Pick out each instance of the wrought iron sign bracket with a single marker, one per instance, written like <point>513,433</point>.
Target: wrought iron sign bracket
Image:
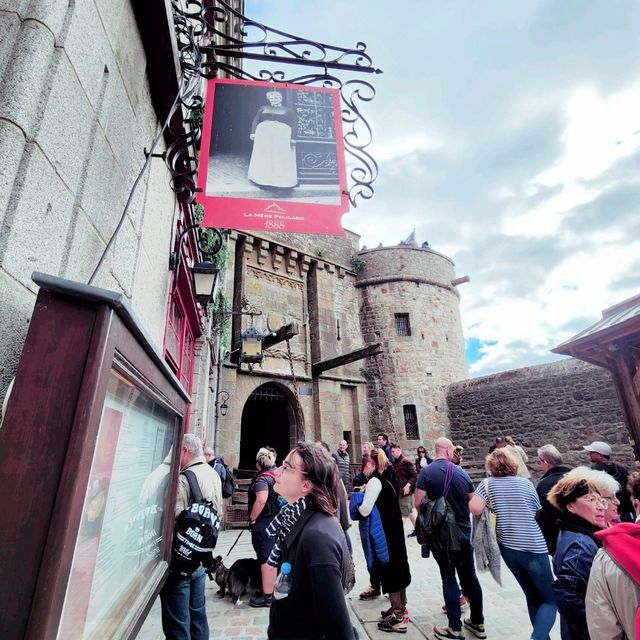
<point>213,38</point>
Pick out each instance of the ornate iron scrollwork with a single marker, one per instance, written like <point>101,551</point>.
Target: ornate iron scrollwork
<point>213,38</point>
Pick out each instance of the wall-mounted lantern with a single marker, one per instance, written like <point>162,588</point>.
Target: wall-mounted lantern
<point>204,274</point>
<point>223,407</point>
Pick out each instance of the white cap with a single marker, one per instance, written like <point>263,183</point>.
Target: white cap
<point>598,447</point>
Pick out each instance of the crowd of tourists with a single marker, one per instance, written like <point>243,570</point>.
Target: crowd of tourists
<point>571,541</point>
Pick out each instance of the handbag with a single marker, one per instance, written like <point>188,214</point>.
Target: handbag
<point>490,512</point>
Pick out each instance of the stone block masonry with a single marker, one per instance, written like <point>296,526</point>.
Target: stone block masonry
<point>567,403</point>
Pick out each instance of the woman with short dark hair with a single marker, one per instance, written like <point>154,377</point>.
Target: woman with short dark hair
<point>582,511</point>
<point>308,537</point>
<point>382,492</point>
<point>523,548</point>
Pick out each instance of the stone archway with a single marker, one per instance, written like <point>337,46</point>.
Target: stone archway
<point>268,419</point>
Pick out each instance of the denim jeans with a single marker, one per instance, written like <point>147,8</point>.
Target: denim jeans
<point>533,573</point>
<point>462,562</point>
<point>184,615</point>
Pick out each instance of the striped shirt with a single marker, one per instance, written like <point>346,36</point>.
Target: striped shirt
<point>515,503</point>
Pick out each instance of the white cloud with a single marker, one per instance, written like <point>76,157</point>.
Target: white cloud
<point>500,134</point>
<point>600,131</point>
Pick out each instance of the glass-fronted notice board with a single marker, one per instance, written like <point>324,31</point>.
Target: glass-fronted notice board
<point>118,544</point>
<point>93,430</point>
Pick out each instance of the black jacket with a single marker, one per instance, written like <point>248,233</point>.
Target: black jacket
<point>315,608</point>
<point>548,518</point>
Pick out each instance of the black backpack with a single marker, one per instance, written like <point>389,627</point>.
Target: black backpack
<point>436,525</point>
<point>195,534</point>
<point>226,477</point>
<point>274,500</point>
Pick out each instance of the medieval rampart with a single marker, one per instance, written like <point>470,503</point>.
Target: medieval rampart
<point>567,403</point>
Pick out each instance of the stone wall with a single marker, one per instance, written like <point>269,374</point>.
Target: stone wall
<point>320,296</point>
<point>567,403</point>
<point>414,369</point>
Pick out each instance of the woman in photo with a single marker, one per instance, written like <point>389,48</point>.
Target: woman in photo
<point>273,159</point>
<point>309,539</point>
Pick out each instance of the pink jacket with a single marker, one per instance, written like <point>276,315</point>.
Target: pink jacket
<point>613,593</point>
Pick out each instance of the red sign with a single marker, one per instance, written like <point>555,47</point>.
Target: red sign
<point>272,158</point>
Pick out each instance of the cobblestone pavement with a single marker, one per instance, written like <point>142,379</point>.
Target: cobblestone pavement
<point>504,607</point>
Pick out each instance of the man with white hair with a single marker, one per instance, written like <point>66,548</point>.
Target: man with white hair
<point>600,454</point>
<point>184,615</point>
<point>341,456</point>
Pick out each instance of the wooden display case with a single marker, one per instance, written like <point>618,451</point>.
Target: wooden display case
<point>88,470</point>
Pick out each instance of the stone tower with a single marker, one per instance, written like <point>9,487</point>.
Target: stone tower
<point>409,302</point>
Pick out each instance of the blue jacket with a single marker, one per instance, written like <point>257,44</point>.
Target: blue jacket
<point>572,561</point>
<point>372,535</point>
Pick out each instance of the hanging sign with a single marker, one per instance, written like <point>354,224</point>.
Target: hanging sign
<point>272,158</point>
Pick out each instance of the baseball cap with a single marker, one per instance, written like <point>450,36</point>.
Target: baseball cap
<point>598,447</point>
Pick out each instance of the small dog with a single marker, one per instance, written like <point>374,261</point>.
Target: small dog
<point>242,578</point>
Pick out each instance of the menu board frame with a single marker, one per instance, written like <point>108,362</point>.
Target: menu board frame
<point>78,336</point>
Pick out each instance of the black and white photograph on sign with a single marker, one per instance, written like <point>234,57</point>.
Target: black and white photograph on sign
<point>274,142</point>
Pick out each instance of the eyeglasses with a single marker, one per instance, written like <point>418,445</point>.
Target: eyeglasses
<point>594,500</point>
<point>287,466</point>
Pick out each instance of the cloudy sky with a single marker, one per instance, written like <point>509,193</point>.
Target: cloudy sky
<point>508,134</point>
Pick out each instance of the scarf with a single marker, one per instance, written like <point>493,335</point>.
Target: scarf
<point>281,525</point>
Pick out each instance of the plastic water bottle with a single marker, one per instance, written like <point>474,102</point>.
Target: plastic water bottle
<point>283,583</point>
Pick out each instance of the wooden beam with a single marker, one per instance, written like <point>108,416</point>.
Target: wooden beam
<point>283,333</point>
<point>370,350</point>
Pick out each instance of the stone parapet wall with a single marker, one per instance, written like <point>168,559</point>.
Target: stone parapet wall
<point>567,403</point>
<point>406,263</point>
<point>414,369</point>
<point>336,249</point>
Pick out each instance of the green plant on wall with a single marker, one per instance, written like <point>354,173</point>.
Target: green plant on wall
<point>197,110</point>
<point>218,312</point>
<point>358,263</point>
<point>208,239</point>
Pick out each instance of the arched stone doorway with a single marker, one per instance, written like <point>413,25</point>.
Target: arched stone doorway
<point>268,419</point>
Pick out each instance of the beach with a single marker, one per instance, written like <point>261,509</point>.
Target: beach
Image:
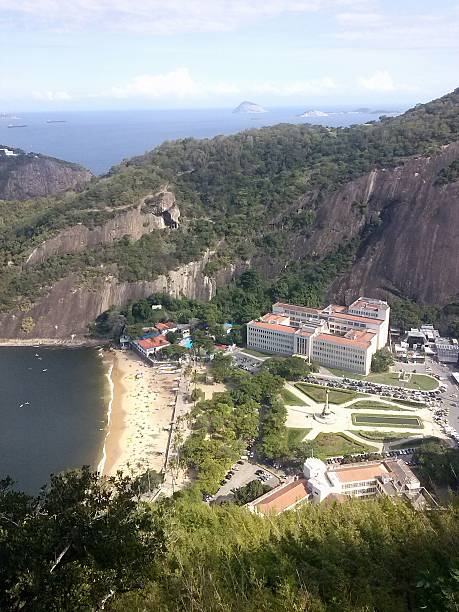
<point>140,414</point>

## GOAL
Beginning at the line that has "Pick out each instance of the arched" and ending with the last line of the listing, switch "beach" to "shoreline" and give those lines again with everything else unchanged. Leave the pictures out of your answer.

## RESULT OF THIS EXERCISE
Pick out each instance of the arched stone doorway with a single marker, one per instance, written like <point>413,25</point>.
Target: arched stone doorway
<point>268,419</point>
Pick out each instance of the shoreline with a single marker, one per instance, written like <point>261,509</point>.
Target: shoreline
Image:
<point>140,414</point>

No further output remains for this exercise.